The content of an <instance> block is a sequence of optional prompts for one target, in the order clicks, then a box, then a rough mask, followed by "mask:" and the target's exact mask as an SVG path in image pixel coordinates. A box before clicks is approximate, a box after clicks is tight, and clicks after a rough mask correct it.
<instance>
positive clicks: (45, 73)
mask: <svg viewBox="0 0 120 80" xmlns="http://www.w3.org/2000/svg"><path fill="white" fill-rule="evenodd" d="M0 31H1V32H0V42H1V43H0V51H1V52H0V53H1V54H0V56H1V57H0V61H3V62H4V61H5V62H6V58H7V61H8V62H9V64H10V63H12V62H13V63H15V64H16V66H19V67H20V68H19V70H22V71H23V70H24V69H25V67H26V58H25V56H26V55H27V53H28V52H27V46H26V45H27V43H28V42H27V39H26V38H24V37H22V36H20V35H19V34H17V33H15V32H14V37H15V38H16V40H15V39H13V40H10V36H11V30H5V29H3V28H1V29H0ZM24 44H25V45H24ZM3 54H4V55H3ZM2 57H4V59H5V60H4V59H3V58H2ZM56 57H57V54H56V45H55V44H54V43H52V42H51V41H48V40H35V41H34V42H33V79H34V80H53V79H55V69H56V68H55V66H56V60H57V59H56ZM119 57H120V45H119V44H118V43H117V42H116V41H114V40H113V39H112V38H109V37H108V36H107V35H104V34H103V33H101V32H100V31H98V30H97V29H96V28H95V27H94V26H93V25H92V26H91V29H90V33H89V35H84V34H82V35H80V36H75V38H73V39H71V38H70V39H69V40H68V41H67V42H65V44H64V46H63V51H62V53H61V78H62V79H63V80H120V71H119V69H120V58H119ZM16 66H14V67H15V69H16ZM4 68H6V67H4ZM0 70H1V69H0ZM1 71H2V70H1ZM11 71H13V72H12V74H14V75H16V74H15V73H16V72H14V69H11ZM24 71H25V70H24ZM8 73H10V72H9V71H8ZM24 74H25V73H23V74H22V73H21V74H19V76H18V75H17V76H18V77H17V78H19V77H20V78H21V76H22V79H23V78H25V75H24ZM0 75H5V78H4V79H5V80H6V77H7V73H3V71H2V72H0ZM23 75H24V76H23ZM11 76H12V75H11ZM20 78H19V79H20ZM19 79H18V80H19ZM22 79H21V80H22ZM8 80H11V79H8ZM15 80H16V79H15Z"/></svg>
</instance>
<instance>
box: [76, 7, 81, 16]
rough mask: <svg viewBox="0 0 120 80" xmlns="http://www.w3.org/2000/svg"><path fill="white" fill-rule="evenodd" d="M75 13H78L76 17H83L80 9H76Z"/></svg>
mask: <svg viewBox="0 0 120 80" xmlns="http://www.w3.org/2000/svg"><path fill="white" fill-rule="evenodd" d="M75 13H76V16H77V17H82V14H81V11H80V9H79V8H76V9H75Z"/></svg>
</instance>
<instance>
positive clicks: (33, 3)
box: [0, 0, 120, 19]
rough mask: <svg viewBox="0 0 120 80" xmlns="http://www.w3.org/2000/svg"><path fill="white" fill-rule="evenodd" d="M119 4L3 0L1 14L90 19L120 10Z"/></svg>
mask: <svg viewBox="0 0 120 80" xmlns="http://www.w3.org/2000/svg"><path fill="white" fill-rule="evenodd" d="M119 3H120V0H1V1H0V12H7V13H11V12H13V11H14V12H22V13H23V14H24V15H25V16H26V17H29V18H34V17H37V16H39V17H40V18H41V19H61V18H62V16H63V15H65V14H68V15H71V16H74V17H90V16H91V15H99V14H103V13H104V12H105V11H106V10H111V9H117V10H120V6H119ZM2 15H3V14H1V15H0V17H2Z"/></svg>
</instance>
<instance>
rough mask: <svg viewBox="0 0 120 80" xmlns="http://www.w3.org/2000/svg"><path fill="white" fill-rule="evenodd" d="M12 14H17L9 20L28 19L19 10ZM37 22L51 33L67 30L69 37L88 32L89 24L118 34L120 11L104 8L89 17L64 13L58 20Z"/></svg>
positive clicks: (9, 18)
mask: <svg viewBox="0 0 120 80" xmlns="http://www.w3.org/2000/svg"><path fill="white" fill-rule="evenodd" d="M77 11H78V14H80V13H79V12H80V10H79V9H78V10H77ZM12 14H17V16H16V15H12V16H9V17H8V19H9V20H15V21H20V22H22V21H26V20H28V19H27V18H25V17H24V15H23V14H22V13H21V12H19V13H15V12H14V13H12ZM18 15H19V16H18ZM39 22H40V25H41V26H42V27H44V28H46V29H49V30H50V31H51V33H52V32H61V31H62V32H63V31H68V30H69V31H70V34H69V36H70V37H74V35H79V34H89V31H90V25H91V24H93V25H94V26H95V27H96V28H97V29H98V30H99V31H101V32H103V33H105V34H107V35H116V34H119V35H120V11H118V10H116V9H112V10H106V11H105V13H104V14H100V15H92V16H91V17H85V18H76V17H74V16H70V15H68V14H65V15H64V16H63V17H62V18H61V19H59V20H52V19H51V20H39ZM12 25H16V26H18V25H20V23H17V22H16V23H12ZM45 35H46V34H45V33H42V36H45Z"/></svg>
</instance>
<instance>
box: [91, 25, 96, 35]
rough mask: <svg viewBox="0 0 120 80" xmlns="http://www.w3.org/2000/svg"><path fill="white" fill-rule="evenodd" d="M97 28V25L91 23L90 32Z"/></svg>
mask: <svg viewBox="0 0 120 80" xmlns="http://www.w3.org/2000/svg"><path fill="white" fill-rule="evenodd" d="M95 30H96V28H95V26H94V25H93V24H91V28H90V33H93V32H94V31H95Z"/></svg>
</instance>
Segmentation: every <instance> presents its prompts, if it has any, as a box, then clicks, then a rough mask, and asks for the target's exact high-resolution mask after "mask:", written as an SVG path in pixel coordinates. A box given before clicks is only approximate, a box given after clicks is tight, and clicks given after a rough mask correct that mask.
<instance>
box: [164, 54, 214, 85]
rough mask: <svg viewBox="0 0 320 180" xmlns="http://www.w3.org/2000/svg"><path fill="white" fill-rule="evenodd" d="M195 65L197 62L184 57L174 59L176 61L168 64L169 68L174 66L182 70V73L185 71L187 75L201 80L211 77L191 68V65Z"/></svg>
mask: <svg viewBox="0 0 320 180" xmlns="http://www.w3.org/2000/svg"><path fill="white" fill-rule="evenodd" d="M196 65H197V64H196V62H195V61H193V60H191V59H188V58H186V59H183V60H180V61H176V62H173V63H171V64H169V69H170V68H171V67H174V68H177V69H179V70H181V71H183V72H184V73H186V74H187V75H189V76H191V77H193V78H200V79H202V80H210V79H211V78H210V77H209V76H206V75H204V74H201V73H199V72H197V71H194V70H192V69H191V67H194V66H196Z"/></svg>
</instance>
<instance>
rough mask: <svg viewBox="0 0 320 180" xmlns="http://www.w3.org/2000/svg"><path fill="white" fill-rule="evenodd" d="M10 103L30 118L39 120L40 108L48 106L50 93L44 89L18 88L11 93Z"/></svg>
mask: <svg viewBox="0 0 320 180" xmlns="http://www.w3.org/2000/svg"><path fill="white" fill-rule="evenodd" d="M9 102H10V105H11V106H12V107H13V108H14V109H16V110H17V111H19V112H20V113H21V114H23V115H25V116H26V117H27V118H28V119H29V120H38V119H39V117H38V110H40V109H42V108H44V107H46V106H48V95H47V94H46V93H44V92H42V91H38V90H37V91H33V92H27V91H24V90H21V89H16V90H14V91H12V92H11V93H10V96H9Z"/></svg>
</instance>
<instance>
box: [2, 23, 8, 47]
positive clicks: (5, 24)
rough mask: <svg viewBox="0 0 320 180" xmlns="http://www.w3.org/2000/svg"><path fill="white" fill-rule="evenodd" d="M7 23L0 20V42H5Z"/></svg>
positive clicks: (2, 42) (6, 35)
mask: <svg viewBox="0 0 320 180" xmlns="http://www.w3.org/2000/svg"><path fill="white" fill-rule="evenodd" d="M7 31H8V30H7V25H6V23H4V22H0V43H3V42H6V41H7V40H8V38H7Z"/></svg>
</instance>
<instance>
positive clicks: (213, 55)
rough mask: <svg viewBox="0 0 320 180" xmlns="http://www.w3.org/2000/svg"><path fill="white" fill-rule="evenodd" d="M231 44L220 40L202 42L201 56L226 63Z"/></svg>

#### YOUR TASK:
Swap "SVG path" for "SVG outline" in the material from the first line up to and including the line with "44H25V45H24ZM3 54H4V55H3ZM2 57H4V59H5V60H4V59H3V58H2ZM56", and give back only those lines with everything else unchanged.

#### TASK OUTPUT:
The content of an <instance> block is a sequence of optional prompts for one target, in the order clicks, then a box, then a rough mask, followed by "mask:" and the target's exact mask as an SVG outline in image pixel coordinates. A box before clicks is approximate, a box after clicks is tight, and clicks after a rough mask correct it.
<instance>
positive clicks: (45, 73)
mask: <svg viewBox="0 0 120 80" xmlns="http://www.w3.org/2000/svg"><path fill="white" fill-rule="evenodd" d="M0 31H1V32H0V42H1V43H0V51H1V52H0V53H1V54H0V56H1V57H0V61H3V62H4V61H5V62H6V58H7V61H8V62H9V64H10V63H12V62H13V63H15V64H16V66H19V67H20V68H19V70H22V71H23V70H24V69H25V67H26V58H25V56H26V55H27V53H28V52H27V46H26V45H27V43H28V42H27V39H26V38H24V37H22V36H20V35H19V34H17V33H15V32H14V37H15V38H16V40H15V39H13V40H10V36H11V30H5V29H3V28H1V29H0ZM24 44H25V45H24ZM3 54H4V55H3ZM2 57H4V59H5V60H4V59H3V58H2ZM56 57H57V54H56V45H55V44H54V43H52V42H51V41H48V40H35V41H34V42H33V79H34V80H53V79H55V69H56V68H55V66H56V60H57V59H56ZM119 57H120V45H119V44H118V43H117V42H116V41H114V40H113V39H112V38H109V37H108V36H107V35H104V34H103V33H101V32H100V31H98V30H97V29H96V28H95V27H94V26H93V25H92V26H91V29H90V33H89V35H84V34H82V35H80V36H75V38H73V39H71V38H70V39H69V40H68V41H67V42H65V44H64V46H63V51H62V53H61V78H62V79H63V80H120V71H119V69H120V58H119ZM16 66H14V67H15V69H16ZM4 68H6V67H4ZM0 70H1V69H0ZM1 71H2V70H1ZM11 71H13V72H12V74H14V75H16V74H15V73H16V72H14V69H11ZM24 71H25V70H24ZM8 73H10V72H9V71H8ZM24 74H25V73H23V74H22V73H21V74H19V76H18V75H17V76H18V77H17V78H19V77H20V78H21V76H22V79H23V78H25V75H24ZM0 75H5V78H4V79H5V80H6V77H7V73H3V71H2V72H0ZM23 75H24V76H23ZM11 76H12V75H11ZM20 78H19V79H20ZM19 79H18V80H19ZM22 79H21V80H22ZM8 80H11V79H8ZM15 80H16V79H15Z"/></svg>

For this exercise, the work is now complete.